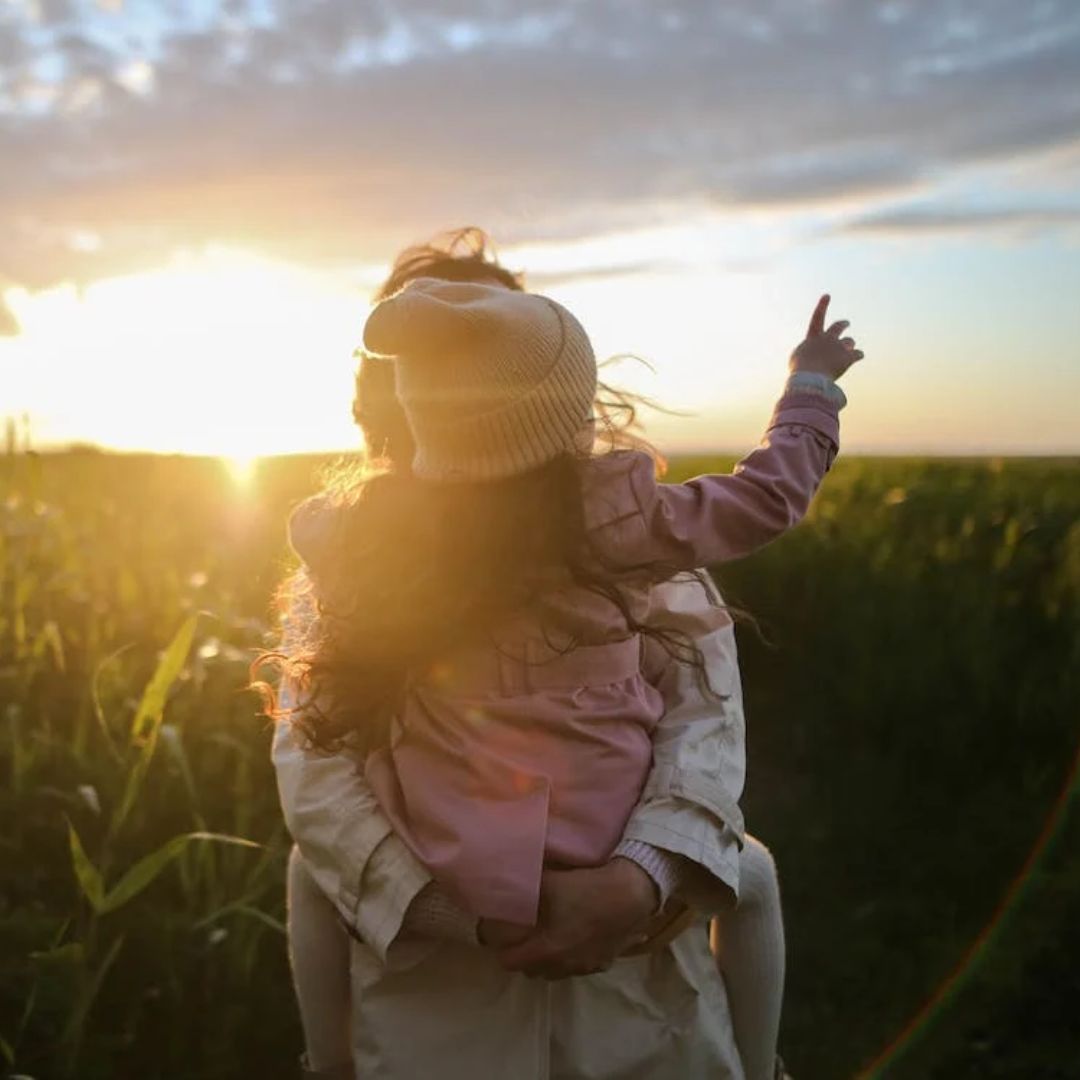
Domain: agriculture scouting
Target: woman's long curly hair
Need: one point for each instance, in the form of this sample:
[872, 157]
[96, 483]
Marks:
[418, 568]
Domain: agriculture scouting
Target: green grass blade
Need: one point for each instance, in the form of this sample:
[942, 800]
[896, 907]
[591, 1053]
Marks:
[147, 868]
[85, 872]
[152, 705]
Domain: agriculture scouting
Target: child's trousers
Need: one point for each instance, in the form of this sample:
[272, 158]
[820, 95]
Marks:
[747, 943]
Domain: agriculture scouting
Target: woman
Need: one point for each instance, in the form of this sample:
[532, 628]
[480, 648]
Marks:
[413, 950]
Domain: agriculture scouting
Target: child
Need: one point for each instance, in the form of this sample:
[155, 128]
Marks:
[527, 743]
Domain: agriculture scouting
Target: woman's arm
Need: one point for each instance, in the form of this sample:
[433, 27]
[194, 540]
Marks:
[348, 845]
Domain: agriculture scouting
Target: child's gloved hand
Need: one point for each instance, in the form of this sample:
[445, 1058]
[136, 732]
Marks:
[500, 934]
[825, 352]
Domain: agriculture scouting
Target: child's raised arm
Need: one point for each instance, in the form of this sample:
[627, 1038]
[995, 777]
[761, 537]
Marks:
[718, 517]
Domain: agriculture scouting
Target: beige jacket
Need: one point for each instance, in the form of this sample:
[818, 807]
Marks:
[424, 1008]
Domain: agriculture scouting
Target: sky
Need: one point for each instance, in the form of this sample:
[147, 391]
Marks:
[197, 199]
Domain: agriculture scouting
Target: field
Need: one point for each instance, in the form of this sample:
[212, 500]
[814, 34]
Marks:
[913, 698]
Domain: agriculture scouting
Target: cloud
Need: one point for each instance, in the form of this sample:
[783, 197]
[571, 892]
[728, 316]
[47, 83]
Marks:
[336, 131]
[912, 219]
[9, 324]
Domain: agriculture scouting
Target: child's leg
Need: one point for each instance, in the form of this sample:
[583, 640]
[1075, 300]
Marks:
[748, 946]
[319, 953]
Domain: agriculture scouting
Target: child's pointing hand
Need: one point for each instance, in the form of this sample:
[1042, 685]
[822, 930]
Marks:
[824, 351]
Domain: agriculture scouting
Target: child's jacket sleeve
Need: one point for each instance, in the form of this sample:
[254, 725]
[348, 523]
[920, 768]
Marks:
[636, 523]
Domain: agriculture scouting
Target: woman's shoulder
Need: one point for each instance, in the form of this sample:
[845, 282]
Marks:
[617, 486]
[311, 527]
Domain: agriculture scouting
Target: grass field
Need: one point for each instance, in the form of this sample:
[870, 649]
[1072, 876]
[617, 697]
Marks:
[913, 724]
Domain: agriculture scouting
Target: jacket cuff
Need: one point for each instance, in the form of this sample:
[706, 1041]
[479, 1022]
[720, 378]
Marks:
[815, 382]
[809, 409]
[434, 914]
[663, 867]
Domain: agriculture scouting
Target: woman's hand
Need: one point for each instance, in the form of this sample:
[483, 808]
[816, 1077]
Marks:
[497, 933]
[824, 351]
[588, 917]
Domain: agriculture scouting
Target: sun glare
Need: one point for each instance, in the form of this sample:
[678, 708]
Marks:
[241, 469]
[219, 352]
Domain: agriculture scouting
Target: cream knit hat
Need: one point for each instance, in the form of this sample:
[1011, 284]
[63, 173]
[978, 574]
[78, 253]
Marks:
[494, 382]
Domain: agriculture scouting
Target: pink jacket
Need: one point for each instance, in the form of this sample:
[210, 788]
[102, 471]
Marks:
[517, 755]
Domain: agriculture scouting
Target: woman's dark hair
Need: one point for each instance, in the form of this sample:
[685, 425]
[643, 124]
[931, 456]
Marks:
[416, 568]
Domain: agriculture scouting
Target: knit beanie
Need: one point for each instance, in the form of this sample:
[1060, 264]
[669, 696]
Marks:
[494, 382]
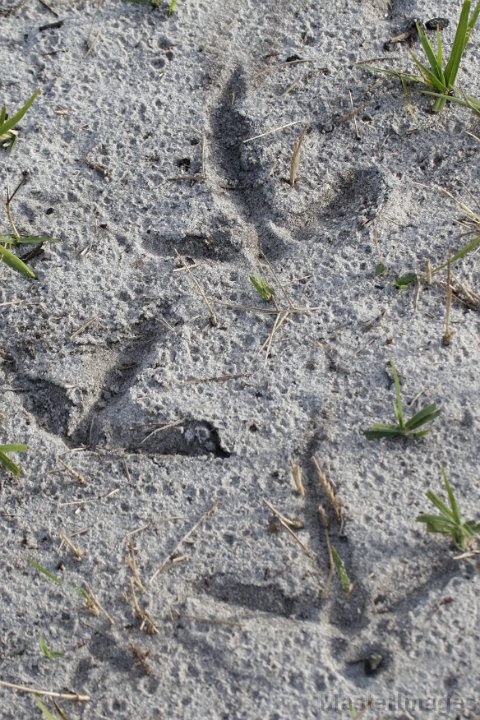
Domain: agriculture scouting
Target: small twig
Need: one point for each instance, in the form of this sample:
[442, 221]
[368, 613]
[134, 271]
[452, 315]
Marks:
[218, 378]
[195, 527]
[199, 618]
[335, 503]
[146, 621]
[309, 553]
[448, 333]
[273, 130]
[45, 693]
[93, 604]
[297, 478]
[159, 428]
[295, 161]
[50, 10]
[279, 66]
[132, 564]
[213, 317]
[331, 563]
[78, 476]
[74, 548]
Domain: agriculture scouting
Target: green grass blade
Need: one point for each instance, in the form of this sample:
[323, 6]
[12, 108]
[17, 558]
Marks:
[402, 282]
[459, 44]
[426, 414]
[435, 523]
[48, 652]
[451, 499]
[45, 572]
[382, 430]
[16, 264]
[9, 464]
[407, 77]
[11, 122]
[471, 528]
[45, 711]
[466, 100]
[397, 405]
[446, 512]
[461, 253]
[435, 68]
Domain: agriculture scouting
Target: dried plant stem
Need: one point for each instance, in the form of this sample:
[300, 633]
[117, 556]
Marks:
[46, 693]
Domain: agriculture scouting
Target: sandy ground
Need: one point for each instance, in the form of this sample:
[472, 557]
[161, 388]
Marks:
[158, 422]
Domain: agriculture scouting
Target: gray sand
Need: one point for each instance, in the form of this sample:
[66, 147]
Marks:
[145, 419]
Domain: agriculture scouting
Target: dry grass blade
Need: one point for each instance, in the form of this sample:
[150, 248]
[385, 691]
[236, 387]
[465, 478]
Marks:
[295, 162]
[146, 621]
[334, 502]
[93, 605]
[297, 478]
[213, 317]
[284, 522]
[171, 556]
[77, 552]
[448, 332]
[45, 693]
[132, 564]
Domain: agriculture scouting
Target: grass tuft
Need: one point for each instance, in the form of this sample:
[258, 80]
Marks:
[404, 428]
[434, 74]
[449, 521]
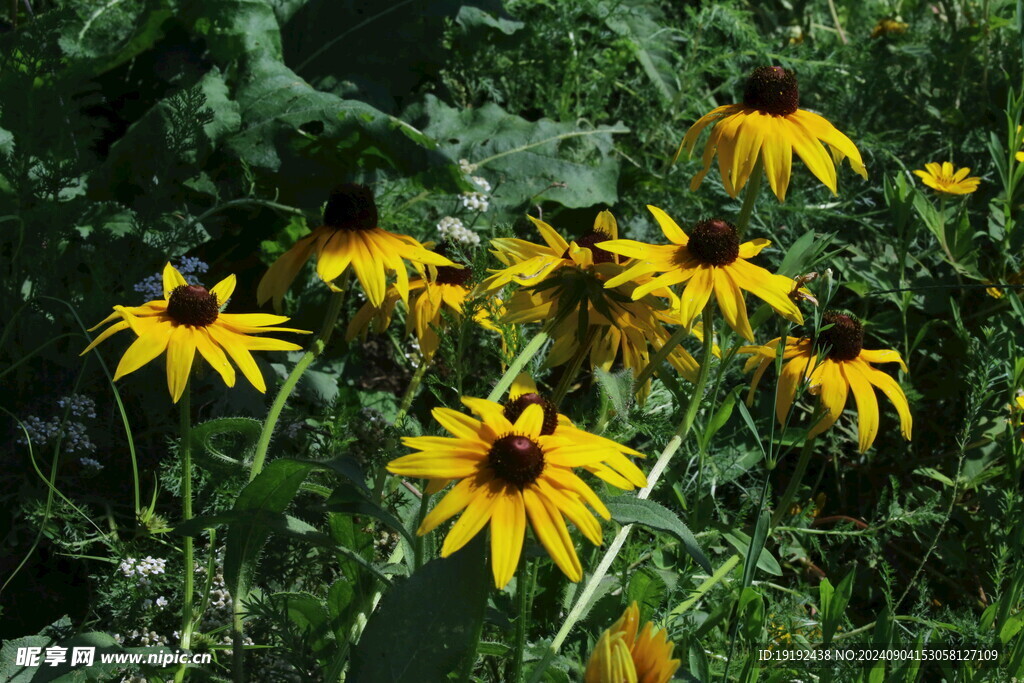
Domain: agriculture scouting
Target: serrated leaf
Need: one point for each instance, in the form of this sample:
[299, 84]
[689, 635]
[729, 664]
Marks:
[431, 620]
[539, 161]
[629, 510]
[270, 492]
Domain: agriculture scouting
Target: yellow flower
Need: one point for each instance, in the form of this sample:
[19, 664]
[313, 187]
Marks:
[844, 368]
[769, 123]
[186, 319]
[564, 285]
[710, 259]
[508, 471]
[889, 27]
[349, 237]
[942, 178]
[437, 289]
[621, 655]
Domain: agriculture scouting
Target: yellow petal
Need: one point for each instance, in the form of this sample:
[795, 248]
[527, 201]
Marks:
[144, 349]
[867, 404]
[508, 527]
[224, 289]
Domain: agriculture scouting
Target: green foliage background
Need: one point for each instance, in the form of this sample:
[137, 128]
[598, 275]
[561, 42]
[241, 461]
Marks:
[133, 133]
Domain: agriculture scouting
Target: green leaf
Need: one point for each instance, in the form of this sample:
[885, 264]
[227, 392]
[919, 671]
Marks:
[834, 602]
[629, 510]
[228, 456]
[766, 562]
[271, 492]
[432, 620]
[540, 161]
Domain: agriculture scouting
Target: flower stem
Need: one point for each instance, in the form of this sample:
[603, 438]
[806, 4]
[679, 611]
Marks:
[663, 461]
[528, 351]
[573, 366]
[794, 485]
[184, 451]
[750, 197]
[677, 336]
[330, 319]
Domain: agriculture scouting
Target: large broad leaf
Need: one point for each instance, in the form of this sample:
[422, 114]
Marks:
[629, 510]
[271, 492]
[279, 107]
[530, 161]
[425, 626]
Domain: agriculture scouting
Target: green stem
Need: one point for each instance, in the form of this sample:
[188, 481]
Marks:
[414, 384]
[522, 591]
[572, 369]
[791, 491]
[330, 319]
[528, 351]
[184, 451]
[663, 461]
[663, 353]
[750, 198]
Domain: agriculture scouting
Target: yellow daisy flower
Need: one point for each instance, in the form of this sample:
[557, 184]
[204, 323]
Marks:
[942, 178]
[624, 656]
[436, 289]
[889, 27]
[508, 472]
[565, 283]
[349, 237]
[186, 319]
[710, 259]
[770, 124]
[844, 368]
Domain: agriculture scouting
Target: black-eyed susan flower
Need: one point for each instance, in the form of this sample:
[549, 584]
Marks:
[189, 318]
[836, 365]
[563, 285]
[710, 259]
[437, 289]
[947, 179]
[770, 125]
[627, 653]
[350, 238]
[507, 472]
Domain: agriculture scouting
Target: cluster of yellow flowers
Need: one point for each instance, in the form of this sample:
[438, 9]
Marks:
[600, 297]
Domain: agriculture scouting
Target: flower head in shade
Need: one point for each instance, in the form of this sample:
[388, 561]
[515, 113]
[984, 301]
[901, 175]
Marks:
[625, 653]
[710, 259]
[563, 285]
[836, 365]
[508, 472]
[437, 289]
[769, 125]
[188, 319]
[947, 179]
[350, 238]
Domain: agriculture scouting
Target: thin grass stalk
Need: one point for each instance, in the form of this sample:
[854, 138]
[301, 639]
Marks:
[663, 461]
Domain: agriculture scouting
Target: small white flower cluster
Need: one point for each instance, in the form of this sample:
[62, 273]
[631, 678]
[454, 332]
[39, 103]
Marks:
[453, 229]
[90, 463]
[142, 569]
[475, 202]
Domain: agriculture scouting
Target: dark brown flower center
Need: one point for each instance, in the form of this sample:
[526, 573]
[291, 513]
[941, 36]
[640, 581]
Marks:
[772, 90]
[845, 338]
[714, 242]
[588, 241]
[516, 459]
[192, 304]
[514, 408]
[350, 207]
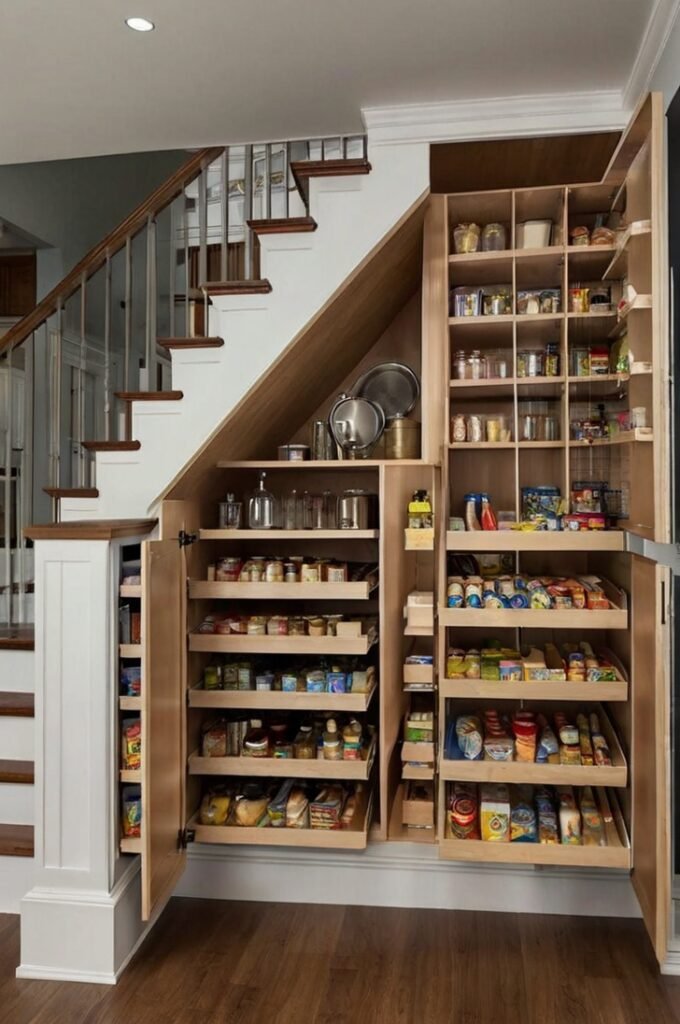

------------------------------

Which lines above contain the word "cluster", with case counting? Find each one and copy it in full.

Target: cluster of yellow flowers
Target: small white flower cluster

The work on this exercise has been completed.